#### TEKS SUMBER:
• • • • •
Idelogi Ibnu Saba’ dan Berbagai Kesesatannya
Di bawah ini disebutkan hal-hal urgen yang menjadi ideologi Ibnu Saba’ dimana ia membawa dan meyakinkan pengikutnya pada masalah-masalah tersebut. Demikianlah ideologi sesat ini menyusup ke dalam sekte-sekte Syi’ah. Sedang motivasi kami menggelar ideologi Yahudi ini dari kitab-kitab dan riwayat mereka tentang imam-imam yang ma’sum di kalangan mereka oleh karena mereka mengatakan :
- Percaya kepada ismah para imam menjadikan hadist-hadist yang berasal dari mereka shahih/benar, tanpa mengahruskan bersambungnya sanad tersebut dengan Nabi Sholallohu ‘alaihi was Salam, sebagaimana hal itu berlaku di kalangan ahli sunnah (lihat Tarikhul Imamah, hal : 158).
- Karena imam di kalangan Imamiah adalah ma’sum, maka tidak ada keraguan sedikitpun terhadap apa yang ia ucapkan (lihat Tarikhul Imamiah, hal : 140)
- Al-Mamaqani berkata : “Semua hadits kamu mutlak berasal dari Imam yang ma’sum.” (lihat Tanhiqul Maqol, jilid I/17). Kitab Al-Mamaqani termasuk diantara kitab-kitab jarh dan ta’dil yang paling urgen di kalangan syi’ah.
Setelah penjelasan-penjelasan ini, yang mengharuskan satu kaum untuk menerima kabar-kabar yang diriwayatkan dalam karangan-karangan mereka, maka akan kami sebutkan kesesatan-kesesatan utama yang disebarluaskan oleh Abdullah bin Saba’, yaitu :
- Ia adalah orang pertama yang berpendapat tentang adanya wasiat Rasululloh Sholallohu ‘alaihi was Salam untuk Ali, yaitu bahwa Ali adalah penggantinya atas ummatnya setelah beliau berdasarkan nash.
- Ia adalah orang pertama yang menunjukkan sikap ‘bebas diri’ terhadap musuh-musuh Ali -menurut anggapannya- dan menyatakan resistansi terhadap para penentangnya serta mengkafirkan mereka. Bukti akan kebenaran ungkapan tersebut berasal dari buku sejarah berdasarkan riwayat An-Nubakhti, Al-Kasyi, Al-Mamaqani, At-Tasturi dan para sejarawan Syi’ah lainnya.
• • • • •
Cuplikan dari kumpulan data
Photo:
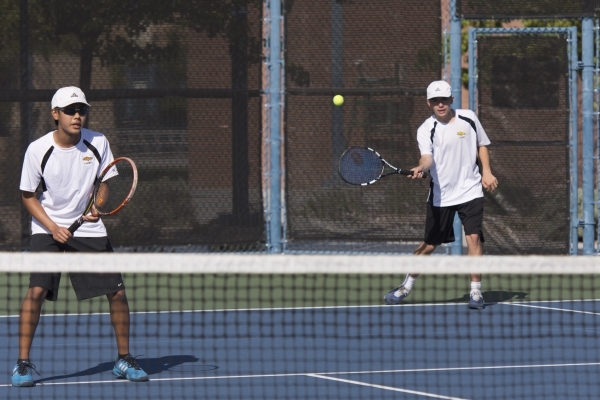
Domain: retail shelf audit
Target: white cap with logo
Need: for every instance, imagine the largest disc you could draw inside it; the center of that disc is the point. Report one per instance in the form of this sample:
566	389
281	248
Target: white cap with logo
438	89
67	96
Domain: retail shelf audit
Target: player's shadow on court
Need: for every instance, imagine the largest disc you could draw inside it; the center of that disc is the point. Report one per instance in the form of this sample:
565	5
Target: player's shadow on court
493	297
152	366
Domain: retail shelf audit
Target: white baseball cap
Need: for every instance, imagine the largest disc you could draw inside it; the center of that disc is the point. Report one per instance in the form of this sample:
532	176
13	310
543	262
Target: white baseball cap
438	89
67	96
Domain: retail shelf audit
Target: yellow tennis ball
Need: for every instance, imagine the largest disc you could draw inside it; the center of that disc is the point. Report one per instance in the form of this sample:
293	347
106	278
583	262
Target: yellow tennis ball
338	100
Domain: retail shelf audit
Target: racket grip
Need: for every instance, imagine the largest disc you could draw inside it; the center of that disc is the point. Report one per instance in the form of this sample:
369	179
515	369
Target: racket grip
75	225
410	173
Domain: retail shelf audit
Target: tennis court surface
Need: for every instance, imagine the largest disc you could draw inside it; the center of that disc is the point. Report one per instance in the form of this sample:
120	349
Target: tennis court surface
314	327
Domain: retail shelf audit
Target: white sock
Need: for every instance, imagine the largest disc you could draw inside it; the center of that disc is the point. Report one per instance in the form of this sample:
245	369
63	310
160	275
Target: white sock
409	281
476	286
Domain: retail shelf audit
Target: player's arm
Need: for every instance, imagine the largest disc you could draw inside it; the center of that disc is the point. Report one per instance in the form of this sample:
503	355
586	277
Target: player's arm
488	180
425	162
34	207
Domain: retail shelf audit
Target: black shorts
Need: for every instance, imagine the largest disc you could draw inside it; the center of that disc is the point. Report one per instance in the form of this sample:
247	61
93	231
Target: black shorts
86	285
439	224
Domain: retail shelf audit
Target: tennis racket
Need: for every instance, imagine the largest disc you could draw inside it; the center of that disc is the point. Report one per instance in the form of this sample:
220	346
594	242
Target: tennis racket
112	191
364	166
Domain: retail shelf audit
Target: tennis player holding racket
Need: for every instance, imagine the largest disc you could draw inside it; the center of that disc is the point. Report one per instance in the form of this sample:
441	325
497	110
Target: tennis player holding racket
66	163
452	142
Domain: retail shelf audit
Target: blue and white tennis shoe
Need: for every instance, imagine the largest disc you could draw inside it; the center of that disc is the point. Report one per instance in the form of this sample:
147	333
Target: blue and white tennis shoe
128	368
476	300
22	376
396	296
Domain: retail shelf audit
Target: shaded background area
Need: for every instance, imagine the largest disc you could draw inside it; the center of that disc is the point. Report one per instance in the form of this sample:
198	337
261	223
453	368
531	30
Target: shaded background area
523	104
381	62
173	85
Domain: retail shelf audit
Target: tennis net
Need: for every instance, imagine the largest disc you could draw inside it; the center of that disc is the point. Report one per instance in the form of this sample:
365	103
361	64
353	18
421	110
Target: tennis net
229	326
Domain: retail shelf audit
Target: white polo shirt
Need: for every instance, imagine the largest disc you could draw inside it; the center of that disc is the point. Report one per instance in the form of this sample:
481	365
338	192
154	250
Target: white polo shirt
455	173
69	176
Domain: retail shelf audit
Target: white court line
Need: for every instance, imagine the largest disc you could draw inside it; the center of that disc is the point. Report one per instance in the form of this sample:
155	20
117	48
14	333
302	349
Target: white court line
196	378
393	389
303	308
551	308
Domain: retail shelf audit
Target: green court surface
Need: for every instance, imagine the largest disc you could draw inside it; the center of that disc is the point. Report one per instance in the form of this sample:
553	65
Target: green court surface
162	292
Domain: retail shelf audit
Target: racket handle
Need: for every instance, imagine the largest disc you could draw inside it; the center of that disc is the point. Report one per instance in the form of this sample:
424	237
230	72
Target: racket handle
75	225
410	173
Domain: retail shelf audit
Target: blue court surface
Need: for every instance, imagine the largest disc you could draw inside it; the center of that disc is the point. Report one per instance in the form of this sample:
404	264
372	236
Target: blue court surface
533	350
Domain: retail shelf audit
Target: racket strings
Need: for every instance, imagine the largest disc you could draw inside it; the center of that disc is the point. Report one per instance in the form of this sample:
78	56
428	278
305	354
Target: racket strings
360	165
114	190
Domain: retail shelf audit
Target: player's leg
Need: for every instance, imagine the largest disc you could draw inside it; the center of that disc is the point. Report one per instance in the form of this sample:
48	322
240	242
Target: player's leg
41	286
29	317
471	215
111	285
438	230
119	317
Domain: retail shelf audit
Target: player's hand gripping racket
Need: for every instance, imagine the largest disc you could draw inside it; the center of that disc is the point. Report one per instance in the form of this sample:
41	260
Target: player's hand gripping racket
• • • • •
#### PETUNJUK LATIHAN:
Lanjutkan teks tentang ideologi Ibnu Saba’ mulai dari kalimat sesudah kalimat terakhir yang tercantum.

#### JAWABAN TERTULIS:
- Ia adalah orang pertama yang mengatakan tentang ke-Tuhanan Ali radiallohu ‘anhu
- Ia adalah orang pertama yang mendakwahkan kenabian dari sekte-sekte Syi’ah yang ekstrim (ghulat). Sebagai bukti adalah apa yang diriwayatkan Al-Kasyi dengan sanadnya dari Muhammad bin Quluwaith Al-Qummi.
- Ia adalah orang pertama yang mengada-adakan pendapat mengenai kembalinya Ali ke dunia setelah wafatnya dan tentang kembalinya Rasululloh Sholallohu ‘alaihi was Salam. Petama kali ia mengutarakan pendapatnya secara nyata adalah ketika ia di Mesir.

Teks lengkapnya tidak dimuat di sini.